##### EXERCISE PASSAGE
People have opinions about my name. I’ve known this from the time I was a little kid. Grown-ups would say, “What a beautiful name!” and I would say, “Thank you,” even though I had nothing to do with it. I was grateful I wasn’t one of the many Ryans and Jennifers and Michelles populating my 1980s elementary school classrooms. I liked having a unique name. At the same time, when I found a baby names book in which my mother had marked “Angharad” as a possible name for the fetus that would be me I was also grateful that my parents had gone another direction. I actually really like “Angharad,” but I figured it was a name that got mangled a lot, at least outside of Wales. In my late 20s I met an Angharad who confirmed this hypothesis. Even with the name I have, people sometimes correct me. “You mean Cherokee?” they say. “Oh, you mean Chastity? Cherry? Jeremy?” And really, unless it’s something official, I just agree with them, because what does it really matter anyway?
Through the years—most recently just last week when I had to call about a missing item in a Petco order—people have said, “I love your name!” and I say, “Thank you” and sometimes, “I’ll tell my mom,” and it feels a little weird, but it’s just a dance we do. In the past decade or so, though, I’ve come to realize that people also have a lot of assumptions about my name, or rather, about the person who has my name. When I lived in Utah, my first name and phone number were on our La Leche League webpage listing names of Leaders offering phone support for breastfeeding concerns. I quickly began getting dozens of calls each month, which, being new to the area, I assumed was just the norm for this group. During a Leader meeting a few months in, the other Leaders mentioned that all of a sudden they were getting hardly any calls while I continued to be swamped. I started asking moms who called me how they chose to call me rather than one of the other Leaders. The answer was always some variation on, “I saw your name and I thought you would be nice/helpful/kind/good to talk to.” I wasn’t sure how to feel about this unearned trust.
Outside of La Leche League, I hadn’t really paid much attention to what people thought of my name. Occasionally, people think that “Charity” is some kind of honorific or pseudonym and that my actual name is something else, but I just explain the situation, and I think that clears it up.
##########
##### RECORD EXTRACTS
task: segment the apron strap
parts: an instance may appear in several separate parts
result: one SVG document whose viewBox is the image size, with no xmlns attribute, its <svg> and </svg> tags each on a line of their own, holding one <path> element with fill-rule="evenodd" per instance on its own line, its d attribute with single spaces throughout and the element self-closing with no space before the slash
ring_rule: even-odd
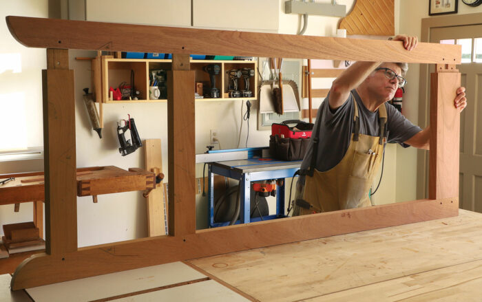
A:
<svg viewBox="0 0 482 302">
<path fill-rule="evenodd" d="M 352 100 L 355 104 L 355 114 L 353 114 L 353 121 L 355 122 L 355 135 L 353 136 L 353 140 L 358 140 L 358 133 L 360 130 L 360 120 L 358 116 L 358 106 L 357 105 L 357 101 L 355 100 L 355 96 L 353 92 L 350 93 L 352 96 Z M 328 105 L 329 106 L 329 105 Z M 313 177 L 313 173 L 315 172 L 315 166 L 316 165 L 316 159 L 318 156 L 318 143 L 319 142 L 319 130 L 322 126 L 322 121 L 317 120 L 316 122 L 318 124 L 317 127 L 316 136 L 313 137 L 313 149 L 311 153 L 311 163 L 310 164 L 310 168 L 306 172 L 306 175 Z M 356 138 L 356 139 L 355 139 Z"/>
<path fill-rule="evenodd" d="M 355 96 L 353 93 L 351 93 L 352 98 L 353 99 L 353 104 L 355 105 L 355 110 L 353 113 L 353 122 L 355 122 L 355 129 L 353 130 L 353 140 L 358 141 L 358 134 L 360 133 L 360 118 L 358 116 L 358 105 L 357 105 L 357 101 L 355 100 Z"/>
<path fill-rule="evenodd" d="M 386 107 L 385 103 L 378 107 L 378 118 L 380 120 L 380 139 L 379 144 L 383 144 L 384 138 L 385 138 L 385 125 L 386 124 Z"/>
</svg>

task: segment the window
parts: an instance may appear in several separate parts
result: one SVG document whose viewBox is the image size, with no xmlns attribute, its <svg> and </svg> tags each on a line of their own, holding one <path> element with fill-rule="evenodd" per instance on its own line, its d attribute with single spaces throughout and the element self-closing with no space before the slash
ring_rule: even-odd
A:
<svg viewBox="0 0 482 302">
<path fill-rule="evenodd" d="M 457 45 L 462 45 L 461 63 L 472 63 L 472 39 L 458 39 Z"/>
<path fill-rule="evenodd" d="M 482 38 L 474 39 L 474 62 L 482 63 Z"/>
</svg>

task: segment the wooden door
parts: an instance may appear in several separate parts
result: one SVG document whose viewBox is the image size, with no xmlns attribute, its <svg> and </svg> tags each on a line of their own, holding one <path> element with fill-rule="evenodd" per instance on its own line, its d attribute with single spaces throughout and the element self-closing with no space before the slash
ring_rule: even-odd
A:
<svg viewBox="0 0 482 302">
<path fill-rule="evenodd" d="M 468 105 L 460 119 L 459 204 L 482 213 L 482 25 L 432 28 L 430 41 L 462 45 L 457 68 Z"/>
</svg>

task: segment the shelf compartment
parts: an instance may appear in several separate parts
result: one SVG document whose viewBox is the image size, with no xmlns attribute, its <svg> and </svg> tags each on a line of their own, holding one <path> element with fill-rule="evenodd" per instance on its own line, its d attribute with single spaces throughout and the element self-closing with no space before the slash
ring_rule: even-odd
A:
<svg viewBox="0 0 482 302">
<path fill-rule="evenodd" d="M 195 72 L 194 75 L 194 82 L 195 85 L 196 83 L 202 83 L 202 91 L 203 95 L 205 96 L 209 93 L 211 89 L 211 78 L 209 74 L 205 72 L 203 68 L 209 64 L 215 64 L 220 67 L 220 71 L 219 74 L 215 76 L 216 78 L 216 87 L 219 89 L 220 98 L 222 98 L 222 89 L 221 88 L 223 85 L 222 83 L 222 64 L 221 62 L 212 61 L 205 61 L 205 60 L 191 60 L 191 70 L 193 70 Z M 196 91 L 196 87 L 194 87 Z M 213 98 L 216 100 L 217 98 Z M 196 100 L 202 100 L 201 98 L 198 98 Z"/>
<path fill-rule="evenodd" d="M 138 90 L 140 94 L 137 96 L 140 100 L 146 100 L 148 94 L 147 64 L 144 60 L 126 60 L 116 58 L 105 58 L 103 60 L 103 76 L 105 79 L 103 82 L 103 100 L 105 103 L 115 102 L 115 100 L 109 100 L 109 89 L 114 89 L 119 87 L 122 83 L 126 85 L 131 84 L 131 70 L 134 71 L 134 87 Z"/>
<path fill-rule="evenodd" d="M 224 72 L 223 74 L 224 85 L 223 95 L 221 96 L 223 98 L 242 98 L 242 99 L 253 99 L 258 98 L 258 88 L 256 83 L 258 83 L 258 62 L 255 61 L 224 61 Z M 253 96 L 251 98 L 229 98 L 229 85 L 232 83 L 229 78 L 229 71 L 231 69 L 240 69 L 243 67 L 251 68 L 254 70 L 254 76 L 249 78 L 249 90 L 253 92 Z M 238 89 L 241 91 L 245 88 L 244 78 L 241 78 L 238 79 Z"/>
</svg>

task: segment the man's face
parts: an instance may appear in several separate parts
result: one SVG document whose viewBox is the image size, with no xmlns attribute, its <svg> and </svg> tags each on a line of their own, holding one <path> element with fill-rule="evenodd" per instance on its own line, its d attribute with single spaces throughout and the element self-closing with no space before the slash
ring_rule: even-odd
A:
<svg viewBox="0 0 482 302">
<path fill-rule="evenodd" d="M 386 63 L 381 64 L 378 68 L 390 68 L 398 76 L 401 75 L 401 69 L 395 63 Z M 366 78 L 371 91 L 379 96 L 384 102 L 393 98 L 398 88 L 397 77 L 389 79 L 385 75 L 385 69 L 375 71 Z"/>
</svg>

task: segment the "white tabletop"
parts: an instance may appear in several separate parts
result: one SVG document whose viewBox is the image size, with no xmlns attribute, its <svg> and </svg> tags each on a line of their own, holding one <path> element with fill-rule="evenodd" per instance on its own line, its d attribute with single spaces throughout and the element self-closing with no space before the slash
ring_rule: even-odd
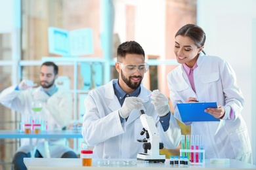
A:
<svg viewBox="0 0 256 170">
<path fill-rule="evenodd" d="M 121 167 L 122 169 L 139 169 L 139 170 L 148 170 L 150 169 L 160 169 L 170 168 L 169 160 L 166 160 L 165 163 L 142 163 L 136 160 L 108 160 L 113 162 L 110 165 L 102 165 L 100 163 L 103 161 L 100 159 L 93 159 L 93 166 L 91 167 L 82 167 L 81 160 L 79 158 L 26 158 L 24 159 L 24 163 L 28 170 L 32 169 L 117 169 Z M 135 165 L 119 165 L 125 161 L 134 162 Z M 207 170 L 216 170 L 215 169 L 255 169 L 256 165 L 244 163 L 235 160 L 230 160 L 229 164 L 226 165 L 213 165 L 210 164 L 209 160 L 205 160 L 204 165 L 190 165 L 188 168 L 190 169 L 207 169 Z M 188 167 L 172 167 L 171 169 L 188 169 Z"/>
<path fill-rule="evenodd" d="M 39 134 L 26 134 L 19 130 L 0 130 L 0 139 L 20 138 L 83 138 L 83 136 L 80 131 L 45 131 Z"/>
</svg>

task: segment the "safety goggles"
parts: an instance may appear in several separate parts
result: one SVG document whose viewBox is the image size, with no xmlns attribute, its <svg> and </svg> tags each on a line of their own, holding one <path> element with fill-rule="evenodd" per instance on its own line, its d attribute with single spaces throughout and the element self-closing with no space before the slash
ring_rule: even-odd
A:
<svg viewBox="0 0 256 170">
<path fill-rule="evenodd" d="M 123 64 L 120 62 L 117 62 L 121 69 L 127 74 L 133 74 L 138 70 L 138 71 L 144 74 L 148 71 L 149 65 L 147 63 L 144 63 L 144 64 Z"/>
</svg>

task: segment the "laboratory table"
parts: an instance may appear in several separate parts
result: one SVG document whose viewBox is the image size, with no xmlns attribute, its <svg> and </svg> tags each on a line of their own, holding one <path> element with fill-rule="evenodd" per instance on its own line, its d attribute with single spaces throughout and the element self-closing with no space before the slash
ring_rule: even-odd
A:
<svg viewBox="0 0 256 170">
<path fill-rule="evenodd" d="M 30 134 L 25 133 L 24 131 L 20 130 L 0 130 L 0 139 L 22 139 L 28 138 L 30 139 L 30 146 L 31 155 L 33 157 L 33 152 L 35 151 L 34 146 L 32 144 L 32 139 L 45 139 L 45 141 L 47 141 L 47 139 L 56 139 L 56 138 L 83 138 L 80 131 L 72 131 L 72 130 L 58 130 L 58 131 L 41 131 L 40 133 L 37 134 L 32 133 Z M 38 141 L 38 140 L 37 140 Z M 74 143 L 74 148 L 75 150 L 77 150 L 77 146 Z M 47 148 L 45 148 L 47 150 Z M 46 152 L 48 152 L 46 151 Z M 49 154 L 47 154 L 47 158 L 50 158 Z"/>
<path fill-rule="evenodd" d="M 26 134 L 20 130 L 0 130 L 0 139 L 20 139 L 20 138 L 83 138 L 81 131 L 62 130 L 45 131 L 39 134 Z"/>
<path fill-rule="evenodd" d="M 138 169 L 138 170 L 148 170 L 148 169 L 167 169 L 171 168 L 169 165 L 169 160 L 166 160 L 165 163 L 144 163 L 143 162 L 137 161 L 136 160 L 125 159 L 125 160 L 108 160 L 112 162 L 135 162 L 135 163 L 131 164 L 132 165 L 122 165 L 114 163 L 110 165 L 102 165 L 100 162 L 106 161 L 102 159 L 93 159 L 93 166 L 83 167 L 81 165 L 81 160 L 79 158 L 26 158 L 24 159 L 24 162 L 28 168 L 28 170 L 35 169 Z M 256 169 L 256 165 L 247 163 L 236 160 L 230 160 L 229 164 L 225 165 L 213 165 L 210 163 L 209 160 L 205 160 L 205 163 L 203 165 L 190 165 L 188 167 L 171 167 L 171 169 L 205 169 L 207 170 L 216 170 L 216 169 Z"/>
</svg>

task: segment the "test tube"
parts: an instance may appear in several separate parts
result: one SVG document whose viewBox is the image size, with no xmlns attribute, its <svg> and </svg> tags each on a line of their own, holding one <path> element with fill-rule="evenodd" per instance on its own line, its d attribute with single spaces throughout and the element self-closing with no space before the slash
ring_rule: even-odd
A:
##########
WORK REQUEST - Write the next part of the personal essay about the name Charity, starting directly after its last paragraph.

OUTPUT OF THE EXERCISE -
But things feel different since the pandemic started. In the past year that I’ve been spending more time on social media and other online forums, I’m seeing more commenters with my name, and with rare exception, they are not the kind of people with whom I wish to share a name. The bizarre, hateful, illogical, conspiracy-theory-laden comments these other Charitys leave makes me cringe. I feel tempted to comment just to let people know that not all of us share the same views. The Ryans and Melissas and Jennifers I talk to shrug when I mention this, accustomed as they are to having all different types of people sharing their name, and maybe that’s part of it, a reaction to finding more people called the same thing that I am, but I don’t think that’s all of it. If that were the case, if Charitys represented a cross-section of society, it would still take some getting used to, but I think I wouldn’t feel so weird about it, but as far as I can tell, most of them, or at least the most vocal of them, are not saying the kinds of things I want people assuming I think. These Charitys do not accurately represent me.
So, recognizing this, what are my options?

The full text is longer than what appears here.